## Task to complete
The listing should be printed again without a single change.

## Data
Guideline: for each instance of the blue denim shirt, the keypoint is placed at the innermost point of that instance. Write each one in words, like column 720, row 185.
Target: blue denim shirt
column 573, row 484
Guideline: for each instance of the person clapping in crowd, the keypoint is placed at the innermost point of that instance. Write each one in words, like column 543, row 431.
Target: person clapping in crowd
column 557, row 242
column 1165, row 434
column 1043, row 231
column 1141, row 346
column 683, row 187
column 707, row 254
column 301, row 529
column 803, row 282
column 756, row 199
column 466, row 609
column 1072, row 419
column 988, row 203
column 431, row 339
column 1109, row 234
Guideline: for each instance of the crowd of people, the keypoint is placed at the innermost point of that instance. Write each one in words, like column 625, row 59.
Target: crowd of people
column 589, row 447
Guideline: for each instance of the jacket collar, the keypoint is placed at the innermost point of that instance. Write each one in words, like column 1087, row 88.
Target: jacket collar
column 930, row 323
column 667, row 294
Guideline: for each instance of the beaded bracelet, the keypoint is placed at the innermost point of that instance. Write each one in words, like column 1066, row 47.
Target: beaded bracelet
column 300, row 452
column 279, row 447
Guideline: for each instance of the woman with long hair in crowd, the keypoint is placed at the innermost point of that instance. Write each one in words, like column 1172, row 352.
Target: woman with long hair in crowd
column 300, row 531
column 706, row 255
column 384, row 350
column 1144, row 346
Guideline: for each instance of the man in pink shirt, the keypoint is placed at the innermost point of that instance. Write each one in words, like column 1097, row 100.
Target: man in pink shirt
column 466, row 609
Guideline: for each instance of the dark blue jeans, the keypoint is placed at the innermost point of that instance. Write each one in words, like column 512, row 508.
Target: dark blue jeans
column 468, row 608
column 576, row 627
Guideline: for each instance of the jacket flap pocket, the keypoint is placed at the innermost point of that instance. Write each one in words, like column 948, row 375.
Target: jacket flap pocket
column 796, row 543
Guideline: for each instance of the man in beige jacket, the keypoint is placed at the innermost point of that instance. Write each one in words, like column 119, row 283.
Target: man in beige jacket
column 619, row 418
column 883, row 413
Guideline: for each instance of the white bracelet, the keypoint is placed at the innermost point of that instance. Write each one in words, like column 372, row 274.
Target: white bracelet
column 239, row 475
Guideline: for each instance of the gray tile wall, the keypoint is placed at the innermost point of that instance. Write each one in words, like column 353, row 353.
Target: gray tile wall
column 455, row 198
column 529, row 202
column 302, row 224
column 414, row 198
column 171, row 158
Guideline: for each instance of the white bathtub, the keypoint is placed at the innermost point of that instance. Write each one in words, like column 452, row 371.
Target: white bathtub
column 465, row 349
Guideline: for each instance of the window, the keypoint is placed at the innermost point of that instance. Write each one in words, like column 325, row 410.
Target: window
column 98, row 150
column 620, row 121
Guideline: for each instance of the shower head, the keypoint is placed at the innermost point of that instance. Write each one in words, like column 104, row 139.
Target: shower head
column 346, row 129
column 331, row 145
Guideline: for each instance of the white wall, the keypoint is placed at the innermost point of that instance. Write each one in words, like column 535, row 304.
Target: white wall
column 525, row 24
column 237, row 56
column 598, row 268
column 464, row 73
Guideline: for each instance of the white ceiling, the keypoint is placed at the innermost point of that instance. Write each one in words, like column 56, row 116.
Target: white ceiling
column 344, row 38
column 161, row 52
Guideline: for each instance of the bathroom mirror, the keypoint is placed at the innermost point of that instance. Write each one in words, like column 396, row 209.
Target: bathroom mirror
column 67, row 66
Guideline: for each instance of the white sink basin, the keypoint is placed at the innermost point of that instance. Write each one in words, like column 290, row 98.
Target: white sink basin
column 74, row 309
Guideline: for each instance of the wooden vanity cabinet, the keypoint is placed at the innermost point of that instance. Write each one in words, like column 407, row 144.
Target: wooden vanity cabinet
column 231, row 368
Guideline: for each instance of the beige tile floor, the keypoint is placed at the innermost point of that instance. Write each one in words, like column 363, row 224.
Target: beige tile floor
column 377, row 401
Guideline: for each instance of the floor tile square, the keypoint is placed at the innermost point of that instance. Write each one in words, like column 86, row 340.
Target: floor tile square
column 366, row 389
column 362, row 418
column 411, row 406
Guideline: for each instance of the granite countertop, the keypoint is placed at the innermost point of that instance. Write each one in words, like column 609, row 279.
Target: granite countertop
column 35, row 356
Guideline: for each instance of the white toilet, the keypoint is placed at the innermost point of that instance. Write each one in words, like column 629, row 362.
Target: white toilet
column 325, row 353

## Problem solution
Guideline: for each instance of the blue denim shirt, the keypoint is placed at the innermost point of that instance. Write each one in words, like column 720, row 185.
Target: blue denim shirt
column 573, row 484
Guideline: for each instance of the person clapping in crowd, the keypoint is placed at the innermost point of that instance. Write each one in words, like column 543, row 431.
Target: person clapping in crowd
column 557, row 242
column 1165, row 434
column 1043, row 231
column 1141, row 346
column 683, row 187
column 707, row 254
column 301, row 529
column 803, row 282
column 756, row 199
column 466, row 609
column 1072, row 419
column 988, row 203
column 431, row 339
column 1109, row 234
Guideline: for each instance of the crowd of people, the keypoint is placed at the innermost point of that instance. Write each one in words, like column 625, row 59.
Target: crowd of people
column 589, row 447
Guideline: for each instance of the jacket collar, the keypoint is placed at the innermost point of that instance. Write each one in words, like column 1087, row 88.
Target: jacket collar
column 930, row 323
column 667, row 294
Guideline: for each instance of the beaded bracelet, the keypoint is placed at the innermost point of that instance. Write each one in words, like column 1066, row 47.
Target: beaded bracelet
column 300, row 452
column 279, row 447
Guideline: for each instance of the woman with long hair in crowd, the keypoint is placed at the innermost point of that instance. Write each one in words, like column 1172, row 352.
Target: woman with long hair in crowd
column 300, row 531
column 706, row 255
column 384, row 350
column 1144, row 346
Guideline: for each instance of the man in pink shirt, the keypoint is placed at the innermost point of that instance. Write each one in words, like column 1097, row 100.
Target: man in pink shirt
column 466, row 609
Guideline: for each instance of the dark blue jeans, the keypoint is placed at the innermost point of that instance. Write each one in words, like column 512, row 508.
Target: dark blue jeans
column 468, row 608
column 576, row 627
Guideline: for each instance of the jacket flap pocket, the keypoint is placed at the innermost point of that instance. Write each one in words, like column 948, row 375.
Target: jacket flap pocket
column 796, row 543
Guideline: for each instance of the man in beige jacket, the keypoint is placed at the innermost point of that instance. Write each one in words, like column 119, row 283.
Target: man in beige jacket
column 619, row 418
column 883, row 413
Guideline: for each instance of the white bracelet, the keypoint is placed at the innermost point of that instance. Write each one in words, like column 372, row 274.
Target: white bracelet
column 239, row 475
Guideline: for each instance of the gray tile wall, the keypoint is placed at the innermost point of that instance. Write each one in words, like column 353, row 353.
Target: gray tile wall
column 455, row 198
column 529, row 202
column 302, row 224
column 414, row 198
column 171, row 158
Guideline: for each instance of the white bathtub, the keypoint is placed at the innermost point of that instance. Write each one in words, like column 452, row 371.
Target: white bathtub
column 465, row 349
Guideline: for each instance of the window, the keypoint is placed at the innermost point of that instance. Write each one in words, like column 325, row 410.
Target: window
column 98, row 150
column 620, row 121
Guideline: for each instance of the shower head, the keypoint is placed at the innermost point of that instance. Write each one in words, like column 104, row 139.
Target: shower head
column 346, row 129
column 331, row 145
Guideline: for each instance of the white wall, the keypoint is placed at the innermost point of that instance. Write each one in words, like column 535, row 304.
Target: white wall
column 525, row 24
column 237, row 56
column 598, row 268
column 464, row 73
Guideline: for each instance of the white ceiling, the keypoint is placed at the innermost point of that instance. Write each one in words, like column 56, row 116.
Target: white ceiling
column 344, row 38
column 161, row 52
Guideline: for each instance of the bathroom mirror, the keypoint is placed at the innermost point of that instance. Write each one in words, like column 396, row 209.
Target: bathroom mirror
column 67, row 66
Guideline: for each instance of the white sink basin, the keypoint is placed at the innermost point of that instance. Write each one in words, like column 290, row 98.
Target: white sink basin
column 74, row 309
Guideline: for each instance of the wooden vanity cabinet, the keypoint is placed at the innermost point of that instance. Write each one in words, like column 407, row 144.
Target: wooden vanity cabinet
column 231, row 368
Guideline: for each instance of the beige tile floor, the keypoint is placed at the innermost point of that instance. Write each one in words, like column 363, row 224.
Target: beige tile floor
column 377, row 401
Guideline: for each instance of the floor tile square, the keypoint is placed at the innermost point of that instance. Write each one in words, like column 86, row 340.
Target: floor tile square
column 366, row 389
column 362, row 418
column 411, row 406
Guideline: for each instance of the granite countertop, the keypoint is placed at the innermost point of that instance. Write each one in words, like column 609, row 279.
Target: granite countertop
column 35, row 356
Guideline: for each instance of the white toilet, the keypoint is placed at the innermost point of that instance. Write each one in words, like column 629, row 362.
Target: white toilet
column 325, row 353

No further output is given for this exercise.